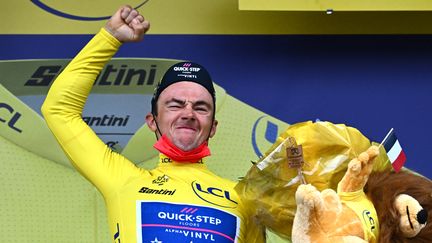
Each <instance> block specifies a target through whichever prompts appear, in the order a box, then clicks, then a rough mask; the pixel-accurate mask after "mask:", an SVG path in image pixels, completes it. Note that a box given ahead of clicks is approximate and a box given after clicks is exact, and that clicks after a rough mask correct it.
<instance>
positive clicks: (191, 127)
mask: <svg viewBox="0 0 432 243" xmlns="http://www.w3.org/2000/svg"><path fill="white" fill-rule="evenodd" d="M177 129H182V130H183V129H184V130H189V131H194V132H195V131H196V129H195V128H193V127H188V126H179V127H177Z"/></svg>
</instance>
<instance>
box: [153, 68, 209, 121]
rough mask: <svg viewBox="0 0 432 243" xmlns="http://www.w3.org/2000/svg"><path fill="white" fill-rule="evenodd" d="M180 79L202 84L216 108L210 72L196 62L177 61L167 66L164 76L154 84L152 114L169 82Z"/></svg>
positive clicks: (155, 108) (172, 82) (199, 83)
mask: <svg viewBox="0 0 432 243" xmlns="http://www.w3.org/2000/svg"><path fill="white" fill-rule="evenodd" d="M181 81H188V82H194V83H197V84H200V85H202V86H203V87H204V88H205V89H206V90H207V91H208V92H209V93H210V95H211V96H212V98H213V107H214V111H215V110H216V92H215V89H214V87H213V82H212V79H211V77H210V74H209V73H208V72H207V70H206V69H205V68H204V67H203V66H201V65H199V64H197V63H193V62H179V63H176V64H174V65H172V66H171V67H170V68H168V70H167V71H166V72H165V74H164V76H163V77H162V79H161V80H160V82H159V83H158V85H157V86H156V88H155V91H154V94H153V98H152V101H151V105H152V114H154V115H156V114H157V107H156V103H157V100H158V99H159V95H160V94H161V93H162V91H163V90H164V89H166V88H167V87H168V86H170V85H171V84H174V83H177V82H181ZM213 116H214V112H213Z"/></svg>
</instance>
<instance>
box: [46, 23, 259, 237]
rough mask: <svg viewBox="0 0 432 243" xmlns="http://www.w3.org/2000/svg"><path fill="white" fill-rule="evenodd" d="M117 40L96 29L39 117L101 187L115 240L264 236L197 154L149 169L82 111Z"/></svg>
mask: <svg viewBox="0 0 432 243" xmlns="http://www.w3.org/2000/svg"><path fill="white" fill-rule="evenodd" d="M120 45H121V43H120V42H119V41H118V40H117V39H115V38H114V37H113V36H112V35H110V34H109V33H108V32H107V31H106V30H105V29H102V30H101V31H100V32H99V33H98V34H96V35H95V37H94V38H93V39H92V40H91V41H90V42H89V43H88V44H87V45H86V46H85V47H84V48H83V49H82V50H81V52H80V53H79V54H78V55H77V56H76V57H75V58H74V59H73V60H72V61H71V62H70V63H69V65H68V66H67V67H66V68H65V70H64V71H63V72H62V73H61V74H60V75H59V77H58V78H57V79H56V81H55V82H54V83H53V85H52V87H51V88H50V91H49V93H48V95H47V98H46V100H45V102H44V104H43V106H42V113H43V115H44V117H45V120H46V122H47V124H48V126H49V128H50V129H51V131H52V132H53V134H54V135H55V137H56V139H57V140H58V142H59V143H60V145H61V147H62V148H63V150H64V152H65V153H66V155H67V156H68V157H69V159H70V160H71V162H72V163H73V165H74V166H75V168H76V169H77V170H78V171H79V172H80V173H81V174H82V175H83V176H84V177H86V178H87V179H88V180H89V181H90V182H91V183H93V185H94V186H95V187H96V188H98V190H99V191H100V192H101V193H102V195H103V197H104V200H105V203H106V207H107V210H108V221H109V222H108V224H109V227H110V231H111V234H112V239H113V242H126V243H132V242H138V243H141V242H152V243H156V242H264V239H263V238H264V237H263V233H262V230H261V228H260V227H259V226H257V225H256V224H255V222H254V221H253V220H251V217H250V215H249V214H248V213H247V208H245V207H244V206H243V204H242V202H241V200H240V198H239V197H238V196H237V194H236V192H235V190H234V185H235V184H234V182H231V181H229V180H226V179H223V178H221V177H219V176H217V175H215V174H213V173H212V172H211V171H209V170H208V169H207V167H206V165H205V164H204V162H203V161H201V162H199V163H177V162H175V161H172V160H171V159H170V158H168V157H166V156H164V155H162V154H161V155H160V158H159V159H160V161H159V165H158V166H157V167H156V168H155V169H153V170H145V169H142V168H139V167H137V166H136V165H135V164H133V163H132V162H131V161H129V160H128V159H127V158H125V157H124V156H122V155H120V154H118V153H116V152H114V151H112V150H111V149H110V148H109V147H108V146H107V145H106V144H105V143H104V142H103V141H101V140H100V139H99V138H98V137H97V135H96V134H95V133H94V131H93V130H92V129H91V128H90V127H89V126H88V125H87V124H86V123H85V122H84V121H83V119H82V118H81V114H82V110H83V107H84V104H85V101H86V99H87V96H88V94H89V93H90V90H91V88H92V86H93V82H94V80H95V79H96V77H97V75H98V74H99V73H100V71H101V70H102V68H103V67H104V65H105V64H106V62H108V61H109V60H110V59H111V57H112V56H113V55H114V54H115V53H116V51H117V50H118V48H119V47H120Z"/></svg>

[THE TASK]: Rewrite the lines above with every "rough mask" changed to "coarse mask" and nothing else altered, leaving out the pictures.

[EXERCISE RESPONSE]:
Each <instance> block specifies a target through whichever prompts appear, in the order a box, then clicks, then a coarse mask; the pixel-accurate mask after "mask:", an SVG path in image pixels, completes it. Note that a box given ahead of clicks is approximate and a box given after clicks is exact, and that clicks after a coarse mask correct it.
<instance>
positive clicks: (191, 127)
mask: <svg viewBox="0 0 432 243" xmlns="http://www.w3.org/2000/svg"><path fill="white" fill-rule="evenodd" d="M177 129H182V130H183V129H184V130H189V131H194V132H195V131H196V129H195V128H193V127H188V126H179V127H177Z"/></svg>
</instance>
<instance>
box: [153, 68, 209, 121]
coarse mask: <svg viewBox="0 0 432 243" xmlns="http://www.w3.org/2000/svg"><path fill="white" fill-rule="evenodd" d="M180 79L202 84L216 108L210 72L196 62L177 61L167 66L164 76L154 84L152 114L169 82Z"/></svg>
positive clicks: (155, 108) (172, 82) (199, 83)
mask: <svg viewBox="0 0 432 243" xmlns="http://www.w3.org/2000/svg"><path fill="white" fill-rule="evenodd" d="M181 81H188V82H194V83H197V84H200V85H202V86H203V87H204V88H205V89H206V90H207V91H208V92H209V93H210V95H211V96H212V98H213V107H214V111H215V110H216V92H215V89H214V87H213V82H212V79H211V77H210V74H209V73H208V72H207V70H206V69H205V68H204V67H203V66H201V65H199V64H197V63H193V62H179V63H176V64H174V65H172V66H171V67H170V68H168V70H167V71H166V72H165V74H164V76H163V77H162V79H161V80H160V82H159V83H158V85H157V86H156V88H155V91H154V94H153V98H152V101H151V105H152V114H154V115H156V114H157V107H156V103H157V100H158V99H159V95H160V94H161V93H162V91H163V90H164V89H166V88H167V87H168V86H170V85H171V84H174V83H177V82H181ZM213 116H214V112H213Z"/></svg>
</instance>
<instance>
box: [46, 23, 259, 237]
coarse mask: <svg viewBox="0 0 432 243" xmlns="http://www.w3.org/2000/svg"><path fill="white" fill-rule="evenodd" d="M117 40L96 29L39 117L101 187L115 240L264 236L197 154L149 169L82 111Z"/></svg>
mask: <svg viewBox="0 0 432 243" xmlns="http://www.w3.org/2000/svg"><path fill="white" fill-rule="evenodd" d="M120 45H121V43H120V42H119V41H118V40H117V39H115V38H114V37H113V36H112V35H110V34H109V33H108V32H107V31H106V30H105V29H102V30H101V31H100V32H99V33H98V34H96V35H95V37H94V38H93V39H92V40H91V41H90V42H89V43H88V44H87V45H86V46H85V47H84V48H83V49H82V50H81V52H80V53H79V54H78V55H77V56H76V57H75V58H74V59H73V60H72V61H71V62H70V63H69V65H68V66H67V67H66V68H65V70H64V71H63V72H62V73H61V74H60V75H59V77H58V78H57V79H56V81H55V82H54V83H53V85H52V87H51V88H50V91H49V93H48V95H47V98H46V100H45V102H44V104H43V106H42V113H43V115H44V117H45V120H46V122H47V124H48V126H49V128H50V129H51V131H52V132H53V134H54V135H55V137H56V139H57V140H58V142H59V143H60V145H61V147H62V148H63V150H64V152H65V153H66V155H67V156H68V157H69V159H70V160H71V162H72V163H73V165H74V166H75V168H76V169H77V170H78V171H79V172H80V173H81V174H82V175H83V176H84V177H86V178H87V179H88V180H89V181H90V182H91V183H93V185H94V186H95V187H96V188H98V190H99V191H100V192H101V193H102V195H103V197H104V200H105V203H106V207H107V210H108V221H109V222H108V224H109V227H110V231H111V234H112V239H113V242H126V243H132V242H138V243H141V242H152V243H156V242H264V239H263V238H264V237H263V233H262V230H261V228H260V227H259V226H257V225H256V224H255V222H254V221H253V220H251V217H250V215H249V214H248V213H247V208H245V207H244V206H243V204H242V202H241V200H240V198H239V197H238V196H237V194H236V192H235V190H234V185H235V184H234V182H231V181H229V180H226V179H223V178H221V177H219V176H217V175H215V174H213V173H212V172H211V171H209V170H208V169H207V167H206V165H205V164H204V162H203V161H201V162H199V163H177V162H175V161H172V160H171V159H170V158H168V157H166V156H164V155H162V154H161V155H160V158H159V159H160V161H159V165H158V166H157V167H156V168H155V169H153V170H145V169H142V168H139V167H137V166H136V165H135V164H133V163H132V162H131V161H129V160H128V159H127V158H125V157H124V156H122V155H120V154H118V153H116V152H114V151H112V150H111V149H110V148H109V147H108V146H107V145H106V144H105V143H104V142H103V141H101V140H100V139H99V138H98V137H97V135H96V134H95V133H94V131H93V130H92V129H91V128H90V127H89V126H88V125H87V124H86V123H85V122H84V121H83V119H82V118H81V114H82V110H83V107H84V104H85V101H86V99H87V96H88V94H89V93H90V90H91V88H92V86H93V82H94V80H95V79H96V77H97V75H98V74H99V73H100V71H101V70H102V68H103V67H104V65H105V64H106V62H108V61H109V60H110V59H111V57H112V56H113V55H114V54H115V53H116V51H117V50H118V48H119V47H120Z"/></svg>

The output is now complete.